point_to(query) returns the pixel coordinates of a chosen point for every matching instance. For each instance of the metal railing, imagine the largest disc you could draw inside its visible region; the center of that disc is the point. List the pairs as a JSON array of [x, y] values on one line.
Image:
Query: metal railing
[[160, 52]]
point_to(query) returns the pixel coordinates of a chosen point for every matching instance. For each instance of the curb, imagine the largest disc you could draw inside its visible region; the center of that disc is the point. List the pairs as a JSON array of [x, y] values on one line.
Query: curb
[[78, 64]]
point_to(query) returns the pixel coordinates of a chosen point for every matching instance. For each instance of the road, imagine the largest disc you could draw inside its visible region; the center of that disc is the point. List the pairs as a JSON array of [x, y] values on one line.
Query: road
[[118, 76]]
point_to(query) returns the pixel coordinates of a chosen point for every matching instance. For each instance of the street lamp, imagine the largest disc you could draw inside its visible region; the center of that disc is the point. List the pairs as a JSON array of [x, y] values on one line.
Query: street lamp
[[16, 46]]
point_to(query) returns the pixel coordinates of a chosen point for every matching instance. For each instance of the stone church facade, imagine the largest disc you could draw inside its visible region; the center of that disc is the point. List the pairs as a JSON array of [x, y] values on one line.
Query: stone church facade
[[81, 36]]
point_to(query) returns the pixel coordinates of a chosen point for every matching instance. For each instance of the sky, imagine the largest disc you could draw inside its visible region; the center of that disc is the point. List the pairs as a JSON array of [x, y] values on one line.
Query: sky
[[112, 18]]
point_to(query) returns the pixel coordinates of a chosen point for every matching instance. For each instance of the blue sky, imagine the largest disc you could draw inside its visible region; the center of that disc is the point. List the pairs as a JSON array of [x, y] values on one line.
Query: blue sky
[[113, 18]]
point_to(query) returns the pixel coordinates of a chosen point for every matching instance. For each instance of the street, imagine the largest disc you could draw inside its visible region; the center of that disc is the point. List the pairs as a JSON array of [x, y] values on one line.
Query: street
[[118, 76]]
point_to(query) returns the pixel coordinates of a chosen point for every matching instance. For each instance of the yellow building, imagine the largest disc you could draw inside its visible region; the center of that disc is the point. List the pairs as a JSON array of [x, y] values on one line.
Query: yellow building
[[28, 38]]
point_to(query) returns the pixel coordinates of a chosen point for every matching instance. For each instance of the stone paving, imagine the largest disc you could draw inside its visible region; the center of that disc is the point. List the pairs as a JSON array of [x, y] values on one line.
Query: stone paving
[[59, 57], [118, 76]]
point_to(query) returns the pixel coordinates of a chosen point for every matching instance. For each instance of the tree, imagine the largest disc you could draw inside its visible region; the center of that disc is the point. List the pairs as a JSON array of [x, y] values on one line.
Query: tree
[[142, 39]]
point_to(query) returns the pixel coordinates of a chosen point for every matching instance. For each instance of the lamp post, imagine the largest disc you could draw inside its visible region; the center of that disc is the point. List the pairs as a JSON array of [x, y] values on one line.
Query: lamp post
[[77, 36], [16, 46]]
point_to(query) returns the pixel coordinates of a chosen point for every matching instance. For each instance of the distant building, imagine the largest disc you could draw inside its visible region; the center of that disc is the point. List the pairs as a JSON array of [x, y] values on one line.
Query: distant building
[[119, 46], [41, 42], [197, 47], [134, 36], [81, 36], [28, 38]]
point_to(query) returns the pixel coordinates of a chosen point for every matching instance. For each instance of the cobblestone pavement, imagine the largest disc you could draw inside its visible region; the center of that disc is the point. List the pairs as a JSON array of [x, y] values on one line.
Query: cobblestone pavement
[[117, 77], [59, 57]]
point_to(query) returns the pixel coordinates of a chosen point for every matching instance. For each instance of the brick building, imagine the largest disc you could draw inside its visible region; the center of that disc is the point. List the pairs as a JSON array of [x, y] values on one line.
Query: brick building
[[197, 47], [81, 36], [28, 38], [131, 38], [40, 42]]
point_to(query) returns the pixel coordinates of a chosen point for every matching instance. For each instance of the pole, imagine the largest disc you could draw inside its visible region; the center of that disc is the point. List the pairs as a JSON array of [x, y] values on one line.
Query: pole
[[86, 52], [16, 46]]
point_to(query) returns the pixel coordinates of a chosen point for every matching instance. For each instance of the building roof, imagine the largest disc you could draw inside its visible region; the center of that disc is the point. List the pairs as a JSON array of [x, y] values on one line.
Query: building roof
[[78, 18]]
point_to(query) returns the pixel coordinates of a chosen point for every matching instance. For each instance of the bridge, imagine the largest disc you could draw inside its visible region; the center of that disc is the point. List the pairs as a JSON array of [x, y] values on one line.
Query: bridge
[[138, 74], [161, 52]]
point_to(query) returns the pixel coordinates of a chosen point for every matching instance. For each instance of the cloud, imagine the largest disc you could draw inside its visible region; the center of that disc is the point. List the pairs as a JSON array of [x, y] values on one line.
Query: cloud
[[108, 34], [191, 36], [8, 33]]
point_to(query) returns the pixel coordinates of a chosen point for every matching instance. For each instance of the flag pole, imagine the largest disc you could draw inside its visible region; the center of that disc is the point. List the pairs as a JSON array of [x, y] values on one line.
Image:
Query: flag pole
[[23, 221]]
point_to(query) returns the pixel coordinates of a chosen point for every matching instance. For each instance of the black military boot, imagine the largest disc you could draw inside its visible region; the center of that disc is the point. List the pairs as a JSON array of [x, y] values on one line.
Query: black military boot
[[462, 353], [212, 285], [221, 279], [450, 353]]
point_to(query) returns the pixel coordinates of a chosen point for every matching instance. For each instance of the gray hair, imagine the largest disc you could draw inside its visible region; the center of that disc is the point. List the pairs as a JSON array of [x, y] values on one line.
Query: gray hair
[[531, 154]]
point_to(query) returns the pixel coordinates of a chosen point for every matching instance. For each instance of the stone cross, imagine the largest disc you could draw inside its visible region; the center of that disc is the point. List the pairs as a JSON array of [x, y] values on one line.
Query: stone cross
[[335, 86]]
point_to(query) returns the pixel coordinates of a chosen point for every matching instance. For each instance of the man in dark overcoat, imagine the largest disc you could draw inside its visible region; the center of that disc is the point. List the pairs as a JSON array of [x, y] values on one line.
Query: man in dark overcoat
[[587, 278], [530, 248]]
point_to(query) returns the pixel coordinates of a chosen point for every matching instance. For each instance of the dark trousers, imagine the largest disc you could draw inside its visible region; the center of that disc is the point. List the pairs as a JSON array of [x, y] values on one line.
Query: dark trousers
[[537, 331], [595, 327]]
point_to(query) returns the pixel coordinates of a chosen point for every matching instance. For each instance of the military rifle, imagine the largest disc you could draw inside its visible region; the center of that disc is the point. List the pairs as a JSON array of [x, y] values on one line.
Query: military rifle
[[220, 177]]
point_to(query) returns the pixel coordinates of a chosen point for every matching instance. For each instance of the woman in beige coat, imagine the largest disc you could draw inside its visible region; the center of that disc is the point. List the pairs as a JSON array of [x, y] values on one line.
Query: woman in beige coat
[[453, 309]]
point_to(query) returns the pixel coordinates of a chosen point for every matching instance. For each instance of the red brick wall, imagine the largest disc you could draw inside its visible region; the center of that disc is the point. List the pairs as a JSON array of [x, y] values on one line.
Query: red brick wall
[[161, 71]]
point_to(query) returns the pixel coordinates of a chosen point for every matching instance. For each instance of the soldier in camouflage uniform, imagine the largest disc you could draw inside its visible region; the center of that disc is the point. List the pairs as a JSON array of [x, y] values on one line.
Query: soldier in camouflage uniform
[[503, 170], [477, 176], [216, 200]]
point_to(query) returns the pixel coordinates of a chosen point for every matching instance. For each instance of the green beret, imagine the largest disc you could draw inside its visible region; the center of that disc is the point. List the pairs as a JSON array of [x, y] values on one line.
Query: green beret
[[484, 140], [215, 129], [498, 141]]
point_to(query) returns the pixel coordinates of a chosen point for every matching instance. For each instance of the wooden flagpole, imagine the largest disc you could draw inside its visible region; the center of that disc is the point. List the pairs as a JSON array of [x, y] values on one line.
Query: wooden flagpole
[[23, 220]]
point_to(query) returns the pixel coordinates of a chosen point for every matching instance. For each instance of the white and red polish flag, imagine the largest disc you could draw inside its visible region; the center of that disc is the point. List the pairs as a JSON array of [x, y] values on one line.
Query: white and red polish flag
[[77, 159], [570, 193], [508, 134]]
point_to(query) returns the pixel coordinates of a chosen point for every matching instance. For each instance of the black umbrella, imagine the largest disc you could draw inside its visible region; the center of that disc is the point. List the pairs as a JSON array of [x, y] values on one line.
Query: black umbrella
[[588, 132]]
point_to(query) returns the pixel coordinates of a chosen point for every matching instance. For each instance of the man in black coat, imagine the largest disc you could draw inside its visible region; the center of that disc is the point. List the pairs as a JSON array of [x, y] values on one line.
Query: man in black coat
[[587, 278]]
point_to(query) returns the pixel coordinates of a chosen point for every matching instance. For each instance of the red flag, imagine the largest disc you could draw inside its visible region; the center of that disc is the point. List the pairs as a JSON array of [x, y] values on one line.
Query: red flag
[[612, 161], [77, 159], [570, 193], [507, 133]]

THE TASK — The answer is the run of lines above from the line containing "Query: dark trousers" through the line containing "of the wooden", copied exactly and alone.

EXPECTED ANSWER —
Query: dark trousers
[[537, 331], [595, 327]]
point_to(query) returns the pixel coordinates of a chosen point for every matching instance. For each instance of the military rifle, imagine the largest disc you could draw inside its visible region; the center of that disc is the point. List the pairs as a JSON array of [x, y] values on one line.
Query: military rifle
[[220, 177]]
point_to(query) returns the pixel coordinates of a chosen point for every matching instance. For each instance of the woman in beige coat, imagine the largest disc you could draw inside its visible region; the center of that disc is the point. List the pairs as a JSON array of [x, y] values on one line.
Query: woman in beige coat
[[453, 309]]
point_to(query) returns the pixel coordinates of a chosen point for every matching instance. For each instance of the red brick wall, imagine the largest disc you could draw inside its visible region; the center of that disc is the point. List the pairs as a JSON array of [x, y] values on one line.
Query: red brick wall
[[161, 71]]
point_to(query) returns the pixel coordinates of a chosen point for every matching instance. For each instance of the soldier in camouflage uniform, imagine the largest disc you could draw inside its visible region; the center of that disc is the point. List the pairs as a JSON array of [x, y] values on one line.
Query: soldier in camouflage uniform
[[503, 170], [477, 176], [216, 200]]
point_to(query) returns the pixel coordinates of a chosen point for every matching instance. For each instance of the green beret, imagine the largest disc you could draw inside its visible region; the center of that disc is the point. List the pairs as a JSON array of [x, y] values on one line.
Query: green beret
[[484, 140], [215, 129], [498, 141]]
point_to(query) returns the pixel coordinates of a chosen point for every matching instance. For each instance of the wooden flagpole, imagine the largest disc you could draw inside its visible region; the center of that disc is the point. List the pairs as a JSON array of [x, y] values on one line.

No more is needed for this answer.